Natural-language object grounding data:
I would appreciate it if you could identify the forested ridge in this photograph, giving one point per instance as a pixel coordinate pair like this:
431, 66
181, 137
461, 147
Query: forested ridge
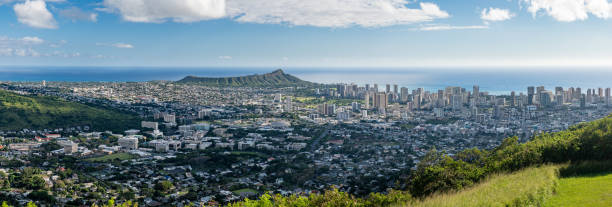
438, 173
44, 112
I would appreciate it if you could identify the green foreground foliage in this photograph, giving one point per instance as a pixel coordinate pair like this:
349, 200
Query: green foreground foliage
529, 187
44, 112
441, 173
438, 173
587, 190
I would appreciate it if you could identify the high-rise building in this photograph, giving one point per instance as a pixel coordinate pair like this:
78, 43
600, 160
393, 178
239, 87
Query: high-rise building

Your instructions: Scan the records above. Return every line with "identify" in it.

Reply:
I would appreciate it if you could identify the forested ridge in this photograph, giving one point per instance as a pixel coordinate pair like this:
I would appreciate it if you could identify the green foreground foliage in this photograph, giving one point per instance as a pixel coordinate pair like this:
I would appreciate it if you could identify the high-rise building in this photograph, giving one point per instance as a pixel coordinate pair like this:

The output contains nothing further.